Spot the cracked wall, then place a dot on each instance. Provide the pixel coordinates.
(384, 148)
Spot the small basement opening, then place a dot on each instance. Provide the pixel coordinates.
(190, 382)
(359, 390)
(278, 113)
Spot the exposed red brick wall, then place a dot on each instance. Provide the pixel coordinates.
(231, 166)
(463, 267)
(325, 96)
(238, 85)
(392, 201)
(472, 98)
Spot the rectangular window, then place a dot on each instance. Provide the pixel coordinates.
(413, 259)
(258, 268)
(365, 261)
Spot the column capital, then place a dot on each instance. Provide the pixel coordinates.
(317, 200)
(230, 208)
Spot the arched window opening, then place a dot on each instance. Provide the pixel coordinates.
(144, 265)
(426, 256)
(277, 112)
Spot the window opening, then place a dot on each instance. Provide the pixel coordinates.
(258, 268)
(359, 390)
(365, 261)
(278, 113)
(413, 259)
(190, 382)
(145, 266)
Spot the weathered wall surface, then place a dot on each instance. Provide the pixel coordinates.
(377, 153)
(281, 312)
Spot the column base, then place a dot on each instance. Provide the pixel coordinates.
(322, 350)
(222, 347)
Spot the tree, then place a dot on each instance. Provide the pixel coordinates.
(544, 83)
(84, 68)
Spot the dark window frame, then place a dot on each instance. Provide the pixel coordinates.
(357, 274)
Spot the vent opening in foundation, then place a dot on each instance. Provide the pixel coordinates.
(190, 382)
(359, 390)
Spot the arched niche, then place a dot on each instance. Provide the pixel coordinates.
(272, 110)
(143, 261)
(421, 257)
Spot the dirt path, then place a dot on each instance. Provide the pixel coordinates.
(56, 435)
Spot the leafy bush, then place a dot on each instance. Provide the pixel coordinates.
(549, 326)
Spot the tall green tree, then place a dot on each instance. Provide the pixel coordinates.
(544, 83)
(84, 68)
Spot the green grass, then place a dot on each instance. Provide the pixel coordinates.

...

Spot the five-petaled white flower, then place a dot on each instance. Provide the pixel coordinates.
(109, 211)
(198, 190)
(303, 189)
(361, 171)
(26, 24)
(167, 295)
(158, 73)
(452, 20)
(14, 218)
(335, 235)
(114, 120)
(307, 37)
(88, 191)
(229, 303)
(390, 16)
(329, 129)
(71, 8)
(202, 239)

Directive.
Copy out, word for word, the part of the lines above that opens with the line containing "Spot the dirt" and closes with the line containing "Spot the green", both of those lines included.

The solution.
Spot the dirt path, then place a dot on each instance. Provide the pixel coordinates.
(56, 435)
Spot the leafy bush, then place a dot on each instance. Provide the pixel coordinates.
(549, 326)
Spot the tall green tree, then place a dot on each instance. Provide the pixel coordinates.
(544, 83)
(84, 68)
Spot the green grass, then place a dot on each instance. Provide the pixel coordinates.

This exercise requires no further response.